WORKING DATA:
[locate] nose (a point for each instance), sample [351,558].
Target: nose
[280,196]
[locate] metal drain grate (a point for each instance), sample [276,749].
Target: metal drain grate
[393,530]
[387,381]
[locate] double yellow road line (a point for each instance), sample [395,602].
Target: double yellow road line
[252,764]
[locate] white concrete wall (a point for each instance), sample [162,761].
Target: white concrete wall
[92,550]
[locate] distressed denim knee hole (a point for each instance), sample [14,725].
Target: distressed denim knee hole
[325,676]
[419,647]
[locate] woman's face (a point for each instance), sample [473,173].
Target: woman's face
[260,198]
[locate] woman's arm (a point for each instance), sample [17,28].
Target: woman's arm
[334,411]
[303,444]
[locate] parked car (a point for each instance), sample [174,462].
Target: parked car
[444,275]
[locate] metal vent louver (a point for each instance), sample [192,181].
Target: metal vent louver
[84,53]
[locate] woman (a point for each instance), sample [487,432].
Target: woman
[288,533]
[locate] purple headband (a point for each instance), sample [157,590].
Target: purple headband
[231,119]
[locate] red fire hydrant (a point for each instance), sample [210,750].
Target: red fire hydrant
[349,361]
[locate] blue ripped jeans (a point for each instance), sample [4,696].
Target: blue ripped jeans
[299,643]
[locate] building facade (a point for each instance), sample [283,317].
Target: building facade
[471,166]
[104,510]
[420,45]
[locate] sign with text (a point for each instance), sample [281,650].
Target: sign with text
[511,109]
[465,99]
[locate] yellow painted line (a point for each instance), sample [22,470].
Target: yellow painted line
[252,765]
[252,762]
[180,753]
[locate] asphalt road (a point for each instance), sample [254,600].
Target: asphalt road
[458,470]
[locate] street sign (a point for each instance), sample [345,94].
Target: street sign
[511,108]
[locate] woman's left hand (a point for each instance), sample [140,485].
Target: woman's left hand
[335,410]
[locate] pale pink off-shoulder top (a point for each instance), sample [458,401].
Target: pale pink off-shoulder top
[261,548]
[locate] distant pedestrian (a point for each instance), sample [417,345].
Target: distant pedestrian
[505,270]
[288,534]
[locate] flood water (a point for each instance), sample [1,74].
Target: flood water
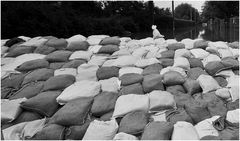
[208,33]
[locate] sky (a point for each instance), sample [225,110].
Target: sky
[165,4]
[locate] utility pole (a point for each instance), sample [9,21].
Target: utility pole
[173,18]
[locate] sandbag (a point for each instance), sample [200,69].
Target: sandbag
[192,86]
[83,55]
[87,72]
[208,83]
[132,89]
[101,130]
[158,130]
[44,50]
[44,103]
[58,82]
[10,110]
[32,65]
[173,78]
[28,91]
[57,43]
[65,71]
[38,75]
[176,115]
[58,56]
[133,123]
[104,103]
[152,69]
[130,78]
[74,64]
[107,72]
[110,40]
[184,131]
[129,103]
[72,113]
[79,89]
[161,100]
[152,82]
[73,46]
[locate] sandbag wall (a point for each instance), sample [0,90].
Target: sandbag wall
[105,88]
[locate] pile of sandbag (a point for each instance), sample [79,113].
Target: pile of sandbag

---

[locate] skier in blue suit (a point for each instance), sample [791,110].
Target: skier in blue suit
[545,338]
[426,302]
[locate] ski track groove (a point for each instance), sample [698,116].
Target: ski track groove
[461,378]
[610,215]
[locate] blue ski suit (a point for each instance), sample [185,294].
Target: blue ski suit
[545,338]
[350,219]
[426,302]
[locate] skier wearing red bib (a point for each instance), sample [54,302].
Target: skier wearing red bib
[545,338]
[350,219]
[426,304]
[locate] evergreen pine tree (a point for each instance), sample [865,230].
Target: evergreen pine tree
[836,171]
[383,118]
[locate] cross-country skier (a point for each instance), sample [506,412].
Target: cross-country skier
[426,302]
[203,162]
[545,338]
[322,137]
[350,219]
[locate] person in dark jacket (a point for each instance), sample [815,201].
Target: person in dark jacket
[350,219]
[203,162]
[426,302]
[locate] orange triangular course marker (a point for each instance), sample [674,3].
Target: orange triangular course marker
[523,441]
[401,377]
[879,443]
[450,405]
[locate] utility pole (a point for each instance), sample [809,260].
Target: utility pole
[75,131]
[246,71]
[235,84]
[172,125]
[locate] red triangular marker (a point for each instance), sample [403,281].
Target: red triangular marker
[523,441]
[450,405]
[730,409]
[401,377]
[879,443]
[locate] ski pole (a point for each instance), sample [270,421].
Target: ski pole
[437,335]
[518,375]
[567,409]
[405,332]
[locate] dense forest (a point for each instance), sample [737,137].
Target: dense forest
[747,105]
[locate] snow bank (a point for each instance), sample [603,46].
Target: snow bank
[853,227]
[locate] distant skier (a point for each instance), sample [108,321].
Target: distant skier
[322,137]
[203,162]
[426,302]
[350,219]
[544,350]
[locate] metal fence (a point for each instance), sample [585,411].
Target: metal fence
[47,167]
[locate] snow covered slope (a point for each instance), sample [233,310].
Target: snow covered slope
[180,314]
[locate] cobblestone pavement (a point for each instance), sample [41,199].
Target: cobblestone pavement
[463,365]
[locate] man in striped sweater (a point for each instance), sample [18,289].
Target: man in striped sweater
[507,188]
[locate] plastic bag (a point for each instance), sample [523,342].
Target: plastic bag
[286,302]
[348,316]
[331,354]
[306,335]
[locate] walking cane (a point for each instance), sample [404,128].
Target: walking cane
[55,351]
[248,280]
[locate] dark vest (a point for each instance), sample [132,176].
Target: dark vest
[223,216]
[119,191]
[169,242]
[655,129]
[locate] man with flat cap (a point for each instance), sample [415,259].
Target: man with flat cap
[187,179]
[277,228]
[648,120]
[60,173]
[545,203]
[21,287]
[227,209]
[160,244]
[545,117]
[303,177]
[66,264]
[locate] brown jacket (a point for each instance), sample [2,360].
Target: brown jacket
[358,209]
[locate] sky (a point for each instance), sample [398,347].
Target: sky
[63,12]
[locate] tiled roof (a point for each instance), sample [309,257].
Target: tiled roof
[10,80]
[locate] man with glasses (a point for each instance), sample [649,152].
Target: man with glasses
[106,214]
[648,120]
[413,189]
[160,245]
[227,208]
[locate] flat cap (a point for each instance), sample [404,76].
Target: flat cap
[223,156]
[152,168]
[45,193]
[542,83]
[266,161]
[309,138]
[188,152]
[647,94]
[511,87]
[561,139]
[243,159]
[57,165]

WRITTEN TASK:
How many lines of the data above contain the string "flat"? Reply with the number only.

RESULT:
4